====== Metin Bloğu
'Devlette işi ne?'

Dr. Ali Suat Ürgüplü AKP'ye Osmanlı tarihindeki devlet-tarikat ilişkilerine daha dikkatli bakması uyarısında bulundu.

Leyla Tavşanoğlu/Cumhuriyet

Dr. Ali Suat Ürgüplü Doğu ve İslam tarihi uzmanı bir bilim insanı. Bu alanda çalışmayı seçmiş olmasındaki en büyük etken, büyük dedesi, İttihat ve Terakki Cemuyeti’nin evkaf nazırlarından ve Şeyhülislam, Ürgüplü Mustafa Hayri Efendi oluşu. Büyükbabası eski başbakan ve Senato başkanlarından Suat Hayri Ürgüplü, babası ekonomist Hayri Ürgüplü, annesi ise Sultan Vahdettin ve Halife Abdülmecit’in büyük torunu Prenses Fazile İbrahim-Bernard. Özetle bir Osmanlı ve Cumhuriyet ailesi sentezinin çocuğu.

- Siz İttihat ve Terakki’yi incelerken yakın Cumhuriyet tarihiyle kıyasladığınız zaman isimleri değiştirdiğinizde benzer olayların yaşanmış olduğunu söylüyorsunuz. Bu görüşünüze açıklık getirir misiniz?

A.Ü.- Yer darlığından dolayı somut örnek veremeyeceğim. Bunlar doktoramı kitaplaştırırken yayımlanacak olan günlüklerde bol miktarda mevcut. Ancak iki devrin başlıca ortak özelliklerini sıralamak bir fikir verir sanırım.

Birincisi, partiler arası ve hatta parti içi tartışmaların son derece yıkıcı bir üslupla yürütülmesi. Bu durum, meselelere salim kafayla ve çözüm bulmak amacıyla yaklaşma imkânını ortadan kaldırıyor.

İkincisi, siyasi partiler son tahlilde şahıs partisi. Örneğin, İttihat ve Terakki, son tahlilde Talat Paşa’dan ibaret. Bunu büyük dedem Talat Paşa’nın yüzüne söylemiş. O da inkâr etmeyip bazı gerekçeler ileri sürerek bu durumu haklı göstermeye çalışmış.

Üçüncüsü, siyasilerin, şahsi çıkarları uğruna yabancı devletlerle işbirliği de dahil, ülke çıkarlarını tehlikeye düşürecek hiçbir şeyden çekinmemeleri.
============
====== Gösterilen Kayıtlar
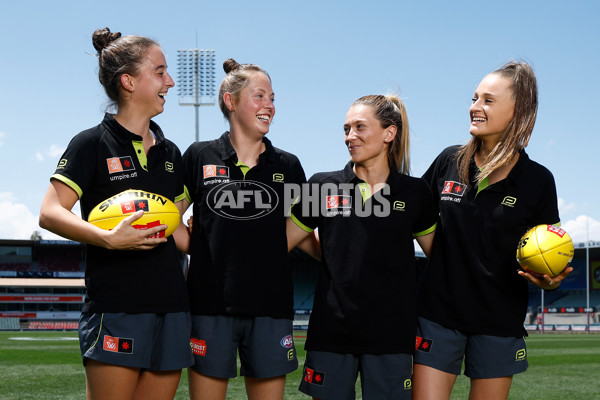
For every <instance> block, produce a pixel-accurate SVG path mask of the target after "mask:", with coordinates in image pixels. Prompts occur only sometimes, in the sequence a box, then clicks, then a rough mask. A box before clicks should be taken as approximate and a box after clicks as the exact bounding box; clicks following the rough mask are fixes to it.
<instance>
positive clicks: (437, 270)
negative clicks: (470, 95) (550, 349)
mask: <svg viewBox="0 0 600 400" xmlns="http://www.w3.org/2000/svg"><path fill="white" fill-rule="evenodd" d="M537 104H538V100H537V82H536V78H535V74H534V72H533V69H532V68H531V66H529V65H528V64H527V63H524V62H509V63H507V64H505V65H504V66H502V67H501V68H500V69H497V70H496V71H494V72H492V73H490V74H489V75H487V76H486V77H484V78H483V80H482V81H481V83H480V84H479V86H478V87H477V89H476V90H475V94H474V96H473V102H472V105H471V107H470V109H469V115H470V119H471V126H470V130H469V132H470V133H471V140H470V141H469V142H468V143H467V144H465V145H463V146H453V147H449V148H447V149H445V150H444V151H443V152H442V153H441V154H440V155H439V156H438V157H437V158H436V160H435V161H434V162H433V164H432V165H431V166H430V168H429V169H428V170H427V172H426V173H425V175H424V176H423V178H424V179H425V180H426V181H427V182H428V183H429V186H430V187H431V189H432V191H433V195H434V198H435V200H436V203H437V204H438V207H439V223H440V229H438V234H437V235H436V238H435V242H434V245H433V250H432V254H431V258H430V261H429V265H428V268H427V270H426V272H425V274H424V276H423V279H422V281H421V284H420V289H419V302H418V304H419V328H418V332H417V349H416V353H415V367H414V376H413V391H414V396H415V397H414V398H415V399H418V400H421V399H449V398H450V394H451V392H452V388H453V386H454V382H455V380H456V377H457V375H459V374H460V373H461V367H462V364H463V362H464V365H465V370H464V374H465V375H467V376H468V377H469V378H470V379H471V390H470V395H469V399H486V400H487V399H491V400H495V399H498V400H504V399H506V398H508V393H509V390H510V386H511V383H512V376H513V375H514V374H516V373H520V372H523V371H525V370H526V369H527V366H528V364H527V352H526V347H525V340H524V336H525V335H526V332H525V329H524V328H523V321H524V320H525V314H526V311H527V302H528V285H527V282H528V281H529V282H531V283H533V284H535V285H537V286H539V287H540V288H542V289H544V290H554V289H556V288H558V286H559V285H560V282H561V281H562V280H563V279H564V278H565V277H566V276H567V275H568V274H569V273H570V272H571V271H572V268H570V267H569V268H567V269H565V271H564V272H563V273H562V274H560V275H558V276H556V277H554V278H550V277H549V276H547V275H544V276H543V277H540V278H538V277H535V276H533V275H531V274H529V273H527V272H525V271H523V270H520V269H519V264H518V263H517V261H516V258H515V253H516V249H517V244H518V242H519V239H520V238H521V236H522V235H523V234H524V233H525V232H526V231H527V229H529V228H530V227H533V226H536V225H539V224H555V225H558V224H560V219H559V216H558V206H557V196H556V187H555V184H554V178H553V176H552V174H551V173H550V171H548V170H547V169H546V168H545V167H543V166H542V165H540V164H538V163H536V162H534V161H532V160H530V159H529V157H528V155H527V153H526V152H525V150H524V149H525V147H526V146H527V143H528V142H529V138H530V136H531V132H532V131H533V126H534V124H535V119H536V115H537ZM523 278H525V279H523ZM419 344H421V345H419Z"/></svg>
============
(Metinle İlgili Sorular)
1 - Ürgüplü söyleşisinden "A.Ü.- Yer darlığından" ile başlayıp "fikir verir sanırım." ile biten bölümü aynen çıkarın.
2 - Lütfen kayıtların başından başlayıp "negative clicks: (470, 95) (550, 349)" geçen satırla biten satırları, iki uç da dahil, "Sıra" ve "Satır" sütunlarından oluşan bir Markdown tablosuna dönüştürün. Boş satırları ve resimleri yanıta almayın.

(Görev Yanıtları)
1 -
A.Ü.- Yer darlığından dolayı somut örnek veremeyeceğim. Bunlar doktoramı kitaplaştırırken yayımlanacak olan günlüklerde bol miktarda mevcut. Ancak iki devrin başlıca ortak özelliklerini sıralamak bir fikir verir sanırım.

2 -
| Sıra | Satır |
|---|---|
| 1 | For every <instance> block, produce a pixel-accurate SVG path mask of the target after "mask:", with coordinates in image pixels. Prompts occur only sometimes, in the sequence a box, then clicks, then a rough mask. A box before clicks should be taken as approximate and a box after clicks as the exact bounding box; clicks following the rough mask are fixes to it. |
| 2 | <instance> |
| 3 | positive clicks: (437, 270) |
| 4 | negative clicks: (470, 95) (550, 349) |